Task description — Your response should consist of every entry, unchanged.

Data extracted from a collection
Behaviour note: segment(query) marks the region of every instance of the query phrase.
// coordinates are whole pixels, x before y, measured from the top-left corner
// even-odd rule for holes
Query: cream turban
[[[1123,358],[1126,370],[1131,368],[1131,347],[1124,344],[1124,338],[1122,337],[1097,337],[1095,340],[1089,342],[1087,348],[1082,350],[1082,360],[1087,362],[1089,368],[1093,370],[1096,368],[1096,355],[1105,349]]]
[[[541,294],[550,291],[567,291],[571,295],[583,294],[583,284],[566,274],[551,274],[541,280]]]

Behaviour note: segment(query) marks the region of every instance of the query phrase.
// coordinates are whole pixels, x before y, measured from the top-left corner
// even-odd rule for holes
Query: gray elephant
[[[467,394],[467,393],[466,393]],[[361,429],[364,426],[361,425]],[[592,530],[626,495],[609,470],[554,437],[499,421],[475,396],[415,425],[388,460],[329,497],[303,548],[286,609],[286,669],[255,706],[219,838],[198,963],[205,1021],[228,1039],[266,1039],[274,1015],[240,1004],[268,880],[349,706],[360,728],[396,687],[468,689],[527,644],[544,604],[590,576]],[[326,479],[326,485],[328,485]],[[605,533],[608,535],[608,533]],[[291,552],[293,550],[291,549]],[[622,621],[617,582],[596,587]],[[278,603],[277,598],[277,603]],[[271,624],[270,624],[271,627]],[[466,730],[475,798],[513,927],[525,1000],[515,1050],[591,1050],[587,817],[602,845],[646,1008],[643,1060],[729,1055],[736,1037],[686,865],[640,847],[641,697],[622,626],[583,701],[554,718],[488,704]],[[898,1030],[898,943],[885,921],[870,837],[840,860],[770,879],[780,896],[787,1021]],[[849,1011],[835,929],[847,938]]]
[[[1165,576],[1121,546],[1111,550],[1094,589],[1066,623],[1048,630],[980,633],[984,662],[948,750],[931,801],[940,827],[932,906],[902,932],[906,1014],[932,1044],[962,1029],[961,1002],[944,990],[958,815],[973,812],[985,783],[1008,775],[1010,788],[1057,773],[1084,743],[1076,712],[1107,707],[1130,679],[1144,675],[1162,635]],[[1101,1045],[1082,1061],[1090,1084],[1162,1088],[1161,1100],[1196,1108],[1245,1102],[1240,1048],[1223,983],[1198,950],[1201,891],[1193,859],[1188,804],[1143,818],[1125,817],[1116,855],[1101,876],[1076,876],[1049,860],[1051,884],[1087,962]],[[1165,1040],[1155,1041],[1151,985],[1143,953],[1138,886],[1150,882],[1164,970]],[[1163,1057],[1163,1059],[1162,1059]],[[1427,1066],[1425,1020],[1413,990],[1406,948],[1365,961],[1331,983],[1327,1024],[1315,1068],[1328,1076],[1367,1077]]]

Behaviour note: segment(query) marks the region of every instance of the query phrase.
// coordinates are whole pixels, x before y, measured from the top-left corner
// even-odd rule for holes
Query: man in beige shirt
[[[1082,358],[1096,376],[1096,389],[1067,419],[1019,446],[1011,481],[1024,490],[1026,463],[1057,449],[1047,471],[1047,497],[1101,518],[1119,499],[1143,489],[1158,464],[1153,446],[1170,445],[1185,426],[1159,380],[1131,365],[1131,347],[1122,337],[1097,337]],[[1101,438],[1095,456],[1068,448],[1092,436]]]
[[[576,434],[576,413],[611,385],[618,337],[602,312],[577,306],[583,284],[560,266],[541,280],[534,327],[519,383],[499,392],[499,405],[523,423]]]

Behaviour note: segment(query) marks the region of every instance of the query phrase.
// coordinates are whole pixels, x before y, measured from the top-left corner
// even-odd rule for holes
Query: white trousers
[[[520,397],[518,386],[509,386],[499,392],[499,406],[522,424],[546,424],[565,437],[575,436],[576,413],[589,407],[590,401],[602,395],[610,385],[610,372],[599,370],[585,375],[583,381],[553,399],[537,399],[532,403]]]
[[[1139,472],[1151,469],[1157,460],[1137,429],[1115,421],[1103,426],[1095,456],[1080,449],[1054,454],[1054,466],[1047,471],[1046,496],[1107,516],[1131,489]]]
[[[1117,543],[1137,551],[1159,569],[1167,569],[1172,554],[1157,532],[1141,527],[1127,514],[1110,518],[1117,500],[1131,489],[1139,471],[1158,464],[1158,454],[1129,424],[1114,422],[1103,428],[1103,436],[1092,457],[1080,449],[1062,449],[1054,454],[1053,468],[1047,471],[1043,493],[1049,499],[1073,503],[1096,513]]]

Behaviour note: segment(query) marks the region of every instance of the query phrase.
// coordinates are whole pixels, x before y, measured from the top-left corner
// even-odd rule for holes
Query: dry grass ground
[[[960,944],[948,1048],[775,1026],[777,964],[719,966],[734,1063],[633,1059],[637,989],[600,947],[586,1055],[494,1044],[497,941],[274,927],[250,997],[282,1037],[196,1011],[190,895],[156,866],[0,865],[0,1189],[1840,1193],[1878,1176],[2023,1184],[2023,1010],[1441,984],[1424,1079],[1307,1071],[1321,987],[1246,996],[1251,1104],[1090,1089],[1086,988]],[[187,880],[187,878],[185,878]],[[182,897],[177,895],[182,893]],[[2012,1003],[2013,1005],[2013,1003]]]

Your solution —
Behaviour note: segment(query) marks the region of every instance of the query phrase.
// coordinates are whole pixels, x before y, measured from the top-left corner
// even-odd rule for holes
Query: cream turban
[[[1123,358],[1126,370],[1131,368],[1131,347],[1124,344],[1124,338],[1122,337],[1097,337],[1095,340],[1089,342],[1087,348],[1082,350],[1082,360],[1087,362],[1089,368],[1093,370],[1096,368],[1096,355],[1105,349]]]
[[[541,294],[550,291],[567,291],[571,295],[583,294],[583,284],[566,274],[551,274],[541,280]]]

Behaviour note: segment(query) marks the region of every instance of the query phrase.
// coordinates are whole pixels, x before y, measured from the top-left corner
// even-odd rule for holes
Query: gray elephant
[[[467,394],[467,393],[466,393]],[[361,429],[364,426],[361,425]],[[592,530],[626,495],[609,470],[554,437],[499,421],[475,396],[415,425],[388,460],[329,497],[303,548],[286,609],[286,669],[255,706],[219,838],[198,963],[205,1021],[228,1039],[266,1039],[274,1015],[240,1004],[268,880],[349,706],[360,728],[396,687],[468,689],[527,644],[544,604],[590,576]],[[326,479],[326,485],[328,485]],[[605,533],[608,535],[608,533]],[[291,552],[293,550],[291,549]],[[622,621],[617,582],[596,587]],[[278,603],[277,598],[277,603]],[[271,624],[270,624],[271,627]],[[466,730],[475,798],[513,927],[525,1000],[515,1050],[591,1050],[587,817],[602,845],[646,1008],[643,1060],[729,1055],[736,1037],[686,865],[640,847],[641,697],[622,626],[583,701],[554,718],[488,704]],[[898,1030],[898,943],[885,921],[870,837],[840,860],[770,879],[780,896],[787,1021]],[[849,1011],[835,929],[847,938]]]
[[[1165,576],[1121,546],[1111,550],[1094,589],[1066,623],[1048,630],[980,633],[984,662],[948,750],[931,801],[940,827],[932,906],[902,932],[906,1014],[932,1044],[962,1029],[961,1002],[944,990],[958,815],[973,812],[985,783],[1008,775],[1010,788],[1057,773],[1084,743],[1076,712],[1107,707],[1130,679],[1144,675],[1162,635]],[[1101,1045],[1082,1061],[1090,1084],[1162,1088],[1161,1100],[1196,1108],[1245,1102],[1240,1048],[1223,983],[1198,950],[1201,891],[1193,859],[1188,804],[1143,818],[1125,817],[1116,855],[1101,876],[1076,876],[1049,860],[1051,884],[1087,962]],[[1165,1040],[1155,1041],[1151,985],[1143,953],[1138,886],[1150,882],[1164,970]],[[1163,1057],[1163,1059],[1162,1059]],[[1427,1066],[1425,1020],[1413,990],[1406,948],[1365,961],[1331,983],[1327,1024],[1315,1068],[1328,1076],[1367,1077]]]

Behaviour note: segment(query) marks the region of every instance of the query phrase.
// coordinates are whole pixels, x before y, measured from the top-left corner
// even-odd rule for holes
Query: man in beige shirt
[[[1082,358],[1096,376],[1096,389],[1067,419],[1019,446],[1011,481],[1024,490],[1026,463],[1057,449],[1047,471],[1047,497],[1101,518],[1119,499],[1143,489],[1158,464],[1153,446],[1170,445],[1185,426],[1159,380],[1131,365],[1131,347],[1122,337],[1097,337]],[[1101,438],[1095,456],[1068,448],[1092,436]]]
[[[576,434],[576,413],[611,385],[618,337],[602,312],[577,306],[583,284],[560,266],[541,280],[534,327],[519,383],[499,392],[499,405],[523,423]]]

Behaviour note: segment(query) marks the region of every instance of the query phrase.
// coordinates are whole pixels, x before y, measured from the top-left corner
// even-odd rule for holes
Query: white trousers
[[[520,397],[518,386],[509,386],[499,392],[499,406],[522,424],[546,424],[565,437],[575,436],[576,413],[589,407],[590,401],[602,395],[610,385],[610,372],[599,370],[585,375],[583,381],[553,399],[537,399],[532,403]]]
[[[1139,472],[1151,469],[1157,460],[1137,429],[1115,421],[1103,426],[1095,456],[1080,449],[1054,454],[1054,466],[1047,471],[1046,496],[1107,516],[1131,489]]]
[[[1117,543],[1137,551],[1159,569],[1167,569],[1172,554],[1157,532],[1141,527],[1127,514],[1110,518],[1117,500],[1131,489],[1139,471],[1158,464],[1158,454],[1129,424],[1114,422],[1103,428],[1103,436],[1092,457],[1080,449],[1062,449],[1054,454],[1053,468],[1047,471],[1043,493],[1049,499],[1073,503],[1096,513]]]

Behaviour note: segment(query) marks the region of every instance of the query phrase.
// coordinates are whole pixels, x before y, measured from the top-left corner
// even-odd rule for holes
Query: dry grass ground
[[[960,944],[948,1048],[775,1026],[777,964],[719,966],[734,1063],[633,1059],[637,989],[600,947],[586,1055],[494,1044],[497,941],[274,927],[250,997],[282,1037],[196,1011],[190,895],[156,866],[0,865],[0,1189],[1840,1193],[1878,1176],[2023,1184],[2023,1010],[1441,984],[1424,1079],[1307,1071],[1321,987],[1246,996],[1251,1104],[1090,1089],[1086,988]],[[187,880],[187,878],[185,878]],[[182,897],[177,895],[182,893]],[[2012,1003],[2013,1005],[2013,1003]]]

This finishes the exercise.